--- AUSGEWÄHLTER AUSZUG ---
Nach gut fünf Jahren Planung können zum bevorstehenden Wintersemester in Karlsruhe Studierende mit Autismus-Spektrum-Störung (ASS) in die erste Wohngemeinschaft Deutschlands speziell für Menschen mit dieser Behinderung einziehen.
Bis zu vier Betroffene sollen dort gemeinsam unterkommen und betreut werden. Eigentlich sollte Anfang Oktober die Zusammensetzung klar sein. Doch die Corona-Krise hat die Pläne ausgebremst. Unterkriegen lassen will man sich aber nicht.
Für den Organisator ist es eine Herzensangelegenheit
„Für Autisten ist der Auszug aus dem Elternhaus eine besondere Herausforderung“, erklärt Organisator Christian Hilbert. „Sie haben auf der sozialen Ebene große Probleme. In ein ganz neues Umfeld und eine neue Stadt zu kommen, ist eine riesige Umstellung für die Betroffenen.“
Ich hätte mir in Karlsruhe eine betreute WG gewünscht, in der ich meine sozialen Unsicherheiten überwinden hätte können.Lisa Hilbert, ASS-Betroffene
Bei seiner Beurteilung kann sich Hilbert auf eigene Erfahrungen berufen. Seine Tochter Lisa leidet selbst an ASS. Sie studierte zunächst in Karlsruhe und ist nun für das Master-Studium nach Nürnberg gezogen. Von ihr kam vor acht Jahren auch die Idee einer Wohngemeinschaft. „Ich hätte mir in Karlsruhe eine betreute WG gewünscht, in der ich meine sozialen Unsicherheiten überwinden hätte können“, sagt sie.

--- AUFGABENLISTE ---
1. Fasse im Artikel zur Autismus-WG in Karlsruhe den Absatz, der mit „Bei seiner Beurteilung“ beginnt, kürzer zusammen, ohne seine wesentlichen Fakten wegzulassen.
2. Zitiere aus dem Artikel zur Autismus-WG in Karlsruhe wörtlich die Passage zwischen „Nach gut fünf“ und „dieser Behinderung einziehen.“, beide einschließlich.
3. Setze den Artikel zur Autismus-WG in Karlsruhe nach seinem letzten Satz fort.

--- AUFGEFÜHRTE EINTRÄGE ---
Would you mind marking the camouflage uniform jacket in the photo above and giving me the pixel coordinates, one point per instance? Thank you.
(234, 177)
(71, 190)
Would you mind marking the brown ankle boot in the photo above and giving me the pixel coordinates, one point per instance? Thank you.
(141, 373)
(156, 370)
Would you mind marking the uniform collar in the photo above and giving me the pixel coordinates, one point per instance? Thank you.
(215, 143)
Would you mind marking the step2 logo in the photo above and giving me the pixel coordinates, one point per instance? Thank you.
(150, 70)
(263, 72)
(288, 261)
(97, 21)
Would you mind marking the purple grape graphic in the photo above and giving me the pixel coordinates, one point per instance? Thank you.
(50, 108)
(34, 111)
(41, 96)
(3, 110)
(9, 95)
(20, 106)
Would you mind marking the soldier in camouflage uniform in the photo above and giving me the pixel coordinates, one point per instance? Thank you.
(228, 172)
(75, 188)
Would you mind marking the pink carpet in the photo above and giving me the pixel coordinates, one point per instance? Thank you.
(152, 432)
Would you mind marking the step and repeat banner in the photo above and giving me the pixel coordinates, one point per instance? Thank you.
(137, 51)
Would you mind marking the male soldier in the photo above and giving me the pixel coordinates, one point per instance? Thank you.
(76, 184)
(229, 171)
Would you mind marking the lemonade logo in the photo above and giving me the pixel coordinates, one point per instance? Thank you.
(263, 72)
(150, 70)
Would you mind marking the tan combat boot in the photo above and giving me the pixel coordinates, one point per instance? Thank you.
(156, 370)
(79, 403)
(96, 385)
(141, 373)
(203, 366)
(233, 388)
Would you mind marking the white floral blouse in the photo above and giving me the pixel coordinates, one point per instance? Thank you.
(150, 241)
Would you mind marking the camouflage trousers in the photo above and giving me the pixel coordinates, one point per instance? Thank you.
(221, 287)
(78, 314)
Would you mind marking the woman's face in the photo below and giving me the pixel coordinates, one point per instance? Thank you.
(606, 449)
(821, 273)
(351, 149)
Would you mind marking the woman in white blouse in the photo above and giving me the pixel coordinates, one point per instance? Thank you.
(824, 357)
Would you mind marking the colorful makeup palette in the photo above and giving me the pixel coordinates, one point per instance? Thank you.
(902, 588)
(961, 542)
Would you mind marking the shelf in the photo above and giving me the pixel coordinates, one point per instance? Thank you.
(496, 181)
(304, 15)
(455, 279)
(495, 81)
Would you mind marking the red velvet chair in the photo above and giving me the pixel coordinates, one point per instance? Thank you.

--- ANTWORTEN PRO PUNKT ---
1. Hilbert stützt seine Einschätzung auf eigene Erfahrungen, denn seine Tochter Lisa hat selbst ASS. Sie studierte zunächst in Karlsruhe und ist für den Master nach Nürnberg gezogen. Von ihr stammt vor acht Jahren die Idee der Wohngemeinschaft. Sie hätte sich in Karlsruhe eine betreute WG gewünscht, um ihre sozialen Unsicherheiten zu überwinden.

2.
Nach gut fünf Jahren Planung können zum bevorstehenden Wintersemester in Karlsruhe Studierende mit Autismus-Spektrum-Störung (ASS) in die erste Wohngemeinschaft Deutschlands speziell für Menschen mit dieser Behinderung einziehen.

3.
Als aus dem Wunsch der Tochter schließlich ein ernstes Projekt wurde, hatten sich mehrere Interessenten aus ganz Deutschland gemeldet. Ganz so leicht wie erhofft ließ sich die Idee aber nicht in die Tat umsetzen, das musste Christian Hilbert früh erkennen. „Wir hatten endlose Gespräche und Verhandlungen mit verschiedenen Beteiligten“, erinnert er sich. „Ich habe bestimmt drei-, viermal ans Aufgeben gedacht.“
Seit einigen Monaten stehen nun die zwei wichtigsten Bausteine: Das Studierendenwerk ist als Partner mit im Boot und stellt die Wohnung zur Verfügung. Mit der Stadt hat die gemeinnützige Gesellschaft „seemann autismus autark“ als Träger des Projekts eine Vereinbarung zur Übernahme der Leistungsentgelte unterzeichnet. Nur die Bewohner fehlen noch.
Corona-Krise sorgt für Zurückhaltung unter Interessenten
„Alles ist bereit, wir können loslegen“, sagt Christian Hilbert. In den vergangenen Wochen hielten sich die Interessenten aber sehr zurück. „In der Corona-Pandemie sind ASS-Betroffene noch vorsichtiger als andere Studierende. Da ohnehin viel digital passiert, überlegen sie sich den Schritt aus dem Elternhaus doppelt.“
Ob die Gemeinschaft nun tatsächlich schon zum Wintersemester starten kann, ist fraglich. Die Organisatoren planen eigentlich mit ein bis zwei Monaten Vorlauf, um alles einrichten zu können. „Die Wohnung mieten wir natürlich erst an, wenn wir mindestens zwei Zusagen haben.“
Das WG-Angebot richtet sich an autistische Menschen, die eigenständig sind und anderen gegenüber nicht aggressiv. Mit der gemeinsamen Unterbringung in einer WG betritt man nun völliges Neuland, vergleichbare Konzepte gibt es in Deutschland nicht. „Wir halten das für den richtigen Weg.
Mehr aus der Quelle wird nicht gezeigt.